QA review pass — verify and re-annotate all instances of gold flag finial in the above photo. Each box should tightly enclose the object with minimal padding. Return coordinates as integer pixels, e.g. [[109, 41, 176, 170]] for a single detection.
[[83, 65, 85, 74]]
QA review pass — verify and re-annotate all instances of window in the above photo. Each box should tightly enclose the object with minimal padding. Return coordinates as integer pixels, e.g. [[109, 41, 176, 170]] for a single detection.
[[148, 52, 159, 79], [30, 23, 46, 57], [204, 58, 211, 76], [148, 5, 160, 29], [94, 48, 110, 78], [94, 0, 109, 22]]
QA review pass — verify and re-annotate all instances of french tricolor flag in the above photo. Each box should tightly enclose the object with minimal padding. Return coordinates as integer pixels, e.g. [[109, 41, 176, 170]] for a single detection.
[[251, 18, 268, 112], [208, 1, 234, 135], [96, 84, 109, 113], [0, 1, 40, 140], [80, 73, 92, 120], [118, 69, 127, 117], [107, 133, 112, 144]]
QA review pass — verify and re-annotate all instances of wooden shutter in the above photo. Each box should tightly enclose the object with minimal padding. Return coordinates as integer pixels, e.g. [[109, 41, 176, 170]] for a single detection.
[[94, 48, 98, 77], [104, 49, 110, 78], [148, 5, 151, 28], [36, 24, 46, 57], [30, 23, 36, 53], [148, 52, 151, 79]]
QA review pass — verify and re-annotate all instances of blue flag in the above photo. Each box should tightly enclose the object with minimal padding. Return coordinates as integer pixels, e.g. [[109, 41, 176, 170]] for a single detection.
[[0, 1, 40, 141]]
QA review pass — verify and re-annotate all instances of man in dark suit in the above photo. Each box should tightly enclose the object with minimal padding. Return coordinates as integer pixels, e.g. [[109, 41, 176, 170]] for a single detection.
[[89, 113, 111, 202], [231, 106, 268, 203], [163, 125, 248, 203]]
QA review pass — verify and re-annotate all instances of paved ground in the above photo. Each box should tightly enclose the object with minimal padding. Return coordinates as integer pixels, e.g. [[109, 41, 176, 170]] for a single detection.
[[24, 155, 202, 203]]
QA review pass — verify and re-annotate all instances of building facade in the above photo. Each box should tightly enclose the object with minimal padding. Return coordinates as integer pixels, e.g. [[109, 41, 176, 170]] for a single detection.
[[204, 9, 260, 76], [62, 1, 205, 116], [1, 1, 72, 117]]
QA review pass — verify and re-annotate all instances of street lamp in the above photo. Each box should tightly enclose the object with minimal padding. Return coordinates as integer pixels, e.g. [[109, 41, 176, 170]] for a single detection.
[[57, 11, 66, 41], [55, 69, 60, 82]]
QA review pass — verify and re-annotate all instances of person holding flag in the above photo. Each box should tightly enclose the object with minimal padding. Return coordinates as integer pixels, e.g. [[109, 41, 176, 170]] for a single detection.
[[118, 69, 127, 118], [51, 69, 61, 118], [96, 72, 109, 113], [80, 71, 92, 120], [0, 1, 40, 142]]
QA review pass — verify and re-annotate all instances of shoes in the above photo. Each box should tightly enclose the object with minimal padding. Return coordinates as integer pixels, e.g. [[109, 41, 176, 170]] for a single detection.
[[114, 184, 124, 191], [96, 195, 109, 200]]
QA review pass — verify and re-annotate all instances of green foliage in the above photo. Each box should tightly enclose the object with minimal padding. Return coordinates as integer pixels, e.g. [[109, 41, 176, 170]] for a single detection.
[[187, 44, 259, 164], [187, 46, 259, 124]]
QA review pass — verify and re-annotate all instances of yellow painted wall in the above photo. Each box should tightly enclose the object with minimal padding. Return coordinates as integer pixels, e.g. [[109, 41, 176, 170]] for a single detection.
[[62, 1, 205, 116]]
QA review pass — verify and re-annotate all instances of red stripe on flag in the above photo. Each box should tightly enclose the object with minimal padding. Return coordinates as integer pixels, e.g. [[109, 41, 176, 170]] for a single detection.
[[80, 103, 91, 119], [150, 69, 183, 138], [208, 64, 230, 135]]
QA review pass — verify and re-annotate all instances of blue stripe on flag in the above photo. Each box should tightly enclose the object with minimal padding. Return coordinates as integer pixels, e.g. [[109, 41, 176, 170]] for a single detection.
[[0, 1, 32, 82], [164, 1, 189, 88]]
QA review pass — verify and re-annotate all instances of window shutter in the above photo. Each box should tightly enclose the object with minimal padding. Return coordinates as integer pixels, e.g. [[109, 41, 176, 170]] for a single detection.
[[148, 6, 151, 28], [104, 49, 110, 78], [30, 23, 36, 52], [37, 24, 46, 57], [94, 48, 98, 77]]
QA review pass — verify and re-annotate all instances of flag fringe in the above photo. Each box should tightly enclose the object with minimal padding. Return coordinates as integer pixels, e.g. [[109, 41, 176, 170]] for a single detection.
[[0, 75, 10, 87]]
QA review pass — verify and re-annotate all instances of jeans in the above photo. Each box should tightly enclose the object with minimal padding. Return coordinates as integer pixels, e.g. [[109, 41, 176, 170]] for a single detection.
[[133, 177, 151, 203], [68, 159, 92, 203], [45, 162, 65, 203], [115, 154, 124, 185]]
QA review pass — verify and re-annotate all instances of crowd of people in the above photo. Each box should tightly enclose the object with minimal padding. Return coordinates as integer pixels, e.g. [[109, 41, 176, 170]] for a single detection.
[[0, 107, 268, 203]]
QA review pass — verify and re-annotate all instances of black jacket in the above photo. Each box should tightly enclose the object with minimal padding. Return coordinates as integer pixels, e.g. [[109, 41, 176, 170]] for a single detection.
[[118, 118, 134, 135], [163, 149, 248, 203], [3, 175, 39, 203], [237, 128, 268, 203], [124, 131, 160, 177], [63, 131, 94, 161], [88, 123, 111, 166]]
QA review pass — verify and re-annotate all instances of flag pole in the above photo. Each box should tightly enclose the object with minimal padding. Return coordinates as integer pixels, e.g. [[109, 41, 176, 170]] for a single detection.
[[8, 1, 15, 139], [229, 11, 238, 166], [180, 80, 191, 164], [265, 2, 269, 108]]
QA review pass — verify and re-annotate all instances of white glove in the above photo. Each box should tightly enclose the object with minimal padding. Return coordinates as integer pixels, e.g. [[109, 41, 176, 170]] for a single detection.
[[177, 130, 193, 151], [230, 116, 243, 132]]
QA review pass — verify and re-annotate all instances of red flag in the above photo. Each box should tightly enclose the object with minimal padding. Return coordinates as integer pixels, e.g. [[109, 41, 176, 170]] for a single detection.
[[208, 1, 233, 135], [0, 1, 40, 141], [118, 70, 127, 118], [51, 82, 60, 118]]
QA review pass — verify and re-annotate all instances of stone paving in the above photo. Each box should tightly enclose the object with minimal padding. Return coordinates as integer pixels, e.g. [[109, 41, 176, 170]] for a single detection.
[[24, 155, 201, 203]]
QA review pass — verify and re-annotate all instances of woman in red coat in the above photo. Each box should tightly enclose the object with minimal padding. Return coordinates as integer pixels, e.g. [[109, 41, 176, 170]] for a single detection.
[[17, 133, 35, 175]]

============================================================

| Task directions |
Reproduce the full listing above word for word, keeping every line in its original order.

| Written reply |
QA review pass — verify and re-annotate all instances of gold flag finial in the above photo. Each box should tightly enclose the object with minimal padding. Return coordinates as integer pixels, e.g. [[109, 41, 176, 170]] for a single detection.
[[83, 65, 85, 74]]
QA review pass — verify and re-annotate all instances of window in the above photo. Each box should tightly enclose the object with minimal padding. Return coordinates as integer pixels, e.g. [[109, 41, 176, 170]] for a single detection.
[[148, 52, 159, 79], [30, 23, 46, 57], [204, 58, 211, 76], [148, 5, 160, 29], [94, 48, 110, 78], [94, 0, 109, 22]]
QA review pass — verify and re-annotate all instances of french tricolor flag in the above photo. Each box should tightly enclose the object with minimal padding. Return coordinates as integer pixels, e.g. [[109, 41, 176, 170]] for a single detection.
[[251, 18, 268, 112], [208, 1, 234, 135], [96, 84, 109, 113], [0, 1, 40, 140], [80, 73, 92, 120], [118, 69, 127, 117], [107, 133, 112, 144]]
QA review pass — verify and re-annotate all instances of wooden shutter in the above photo. Each box should tightly enclose the object with minimal padding. Return coordinates as integer pixels, e.g. [[109, 41, 176, 170]] for a single detection.
[[94, 48, 98, 77], [104, 49, 110, 78], [148, 5, 151, 28], [36, 24, 46, 57], [30, 23, 36, 53], [148, 52, 151, 79]]
QA review pass — verify and re-annotate all instances of blue flag in the above photo. Each box should tightly enclose the object with minimal padding. Return coordinates as integer pixels, e.g. [[109, 41, 176, 170]] for a single detection.
[[0, 1, 40, 141]]
QA review pass — verify and re-annotate all instances of man in dark suit in the above photo. Each box should tightly enclose the object with minimal padding. Return coordinates as integer pixels, e.g. [[109, 41, 176, 170]] for a single detection.
[[89, 113, 111, 202], [231, 106, 268, 203], [163, 125, 248, 203]]
QA review pass — verify and re-annotate all instances of paved ground in the above photo. Each box should tightly enclose the object with minimal padding. Return coordinates as integer pixels, e.g. [[109, 41, 176, 170]] for a single detection.
[[24, 155, 202, 203]]
QA review pass — verify and re-annotate all instances of building facade in the above photo. Each box should tightly enclose the object with minimal padding. Return coordinates as integer pixels, e.g. [[109, 41, 176, 170]] for a single detection.
[[204, 9, 260, 76], [62, 1, 205, 116], [1, 1, 72, 117]]
QA review pass — verify and re-annotate all instances of street lamp in the above photo. Each box should tightly enclose the object with minimal padding. Return coordinates as integer pixels, e.g. [[109, 41, 176, 170]] for a single detection.
[[57, 11, 66, 41], [55, 69, 60, 82]]
QA review pass — verify and re-annotate all instances of person holding flag in the above photo. Each box should tightly enclose the object with minimal padding. Return coordinates as integer pixels, e.g. [[109, 41, 176, 170]] for a single detection.
[[118, 69, 127, 118], [51, 69, 61, 118], [96, 72, 109, 113], [80, 71, 92, 120], [0, 1, 40, 142]]
QA review pass — verify and re-annotate all instances of shoes in the above photo. Each box should tightly enclose the object with minimal padding. Return coordinates as integer pixels, e.g. [[109, 41, 176, 170]] for a single detection.
[[114, 184, 124, 191], [96, 195, 109, 200]]
QA review pass — verify and re-annotate all instances of green foliage in the above photo. Each box should tightly enclose the object with minimal padding. Return coordinates as integer pixels, e.g. [[109, 41, 176, 170]] for a single detection.
[[187, 44, 259, 164], [187, 46, 259, 124]]
QA review pass — verify and re-annotate all instances of yellow painted wall in the above photo. Each box should tightly enclose the object with minimal padding. Return coordinates as integer pixels, e.g. [[109, 41, 176, 170]] for a single detection.
[[62, 1, 205, 116]]
QA review pass — verify and re-annotate all instances of red stripe on flag in the above photo. Each box should tightly enclose the object with minimal padding. Return coordinates as integer pixels, e.g. [[109, 41, 176, 170]] for a single detection.
[[80, 103, 91, 119], [150, 69, 183, 138], [208, 64, 230, 135]]
QA review pass — verify and re-annotate all instances of blue stripe on flag in the above photo. Each box should tightly enclose the object with minimal padding. Return coordinates as integer pixels, e.g. [[109, 41, 176, 170]] for a single detection.
[[0, 1, 32, 82], [164, 1, 189, 88]]
QA review pass — verify and re-annotate all instances of window shutter in the above photo. Each box should tightly enclose the object with minimal padding. Return coordinates as integer pixels, e.g. [[109, 41, 176, 170]] for a single detection.
[[148, 6, 151, 28], [104, 49, 110, 78], [30, 23, 36, 52], [37, 24, 46, 57], [94, 48, 98, 77]]
QA review pass — verify and re-annotate all instances of flag fringe in the above photo. Each box should tightly enclose the object with minimal padding. Return coordinates as integer pixels, e.g. [[109, 41, 176, 170]] for a single detection.
[[0, 75, 10, 87]]
QA review pass — verify and re-annotate all instances of jeans in the above photo. Each box should tightly enclose the object with minimal padding. Return coordinates as integer pixels, e.g. [[109, 41, 176, 170]] for a single detection.
[[133, 177, 151, 203], [68, 159, 92, 203], [45, 162, 65, 203], [115, 154, 124, 185]]
QA review pass — verify and re-annotate all instances of crowd of people in the above photo. Each box should tightly enclose the object with minimal padding. Return coordinates as integer pixels, e.g. [[109, 41, 176, 170]] for a single detection.
[[0, 107, 268, 203]]
QA review pass — verify and re-annotate all instances of black jacket in the above photo. Each box should tightly enclose the object with minimal padding. Return coordinates as integer pixels, e.g. [[109, 41, 176, 170]] for a single detection.
[[118, 118, 134, 135], [163, 149, 248, 203], [3, 175, 39, 203], [237, 128, 268, 203], [124, 131, 160, 177], [63, 131, 94, 161], [88, 123, 111, 166]]
QA review pass — verify and re-annotate all instances of flag pole in the above photo. Each box should tightly enclose the object with minimal padding. Return coordinates as integer pixels, e.g. [[109, 41, 176, 170]] for a single detection.
[[8, 1, 15, 139], [229, 11, 238, 166], [180, 80, 191, 164], [265, 2, 269, 108]]
QA review pass — verify and re-annotate all instances of white glove in the above photo. Each box should tightly enclose the object with minimal padding. Return coordinates as integer pixels, e.g. [[109, 41, 176, 170]] for a single detection.
[[177, 130, 193, 151], [230, 116, 243, 132]]
QA review pass — verify and re-annotate all instances of red flag in the above photo. Each box should tightly enclose the object with minimal padding. Return coordinates as integer pixels, e.g. [[109, 41, 176, 170]] for a single detection.
[[208, 1, 233, 135], [0, 1, 40, 141], [118, 70, 127, 118], [51, 82, 60, 118]]
QA review pass — verify and re-annotate all instances of stone paving in the above photo. Each box should tightly enclose the object with minimal padding. Return coordinates as integer pixels, e.g. [[109, 41, 176, 170]] for a single detection.
[[24, 155, 201, 203]]
QA review pass — verify and re-annotate all instances of woman in red coat in the above photo. Each box should tightly enclose the object with minimal padding. Return coordinates as integer pixels, e.g. [[109, 41, 176, 170]] for a single detection.
[[17, 133, 35, 175]]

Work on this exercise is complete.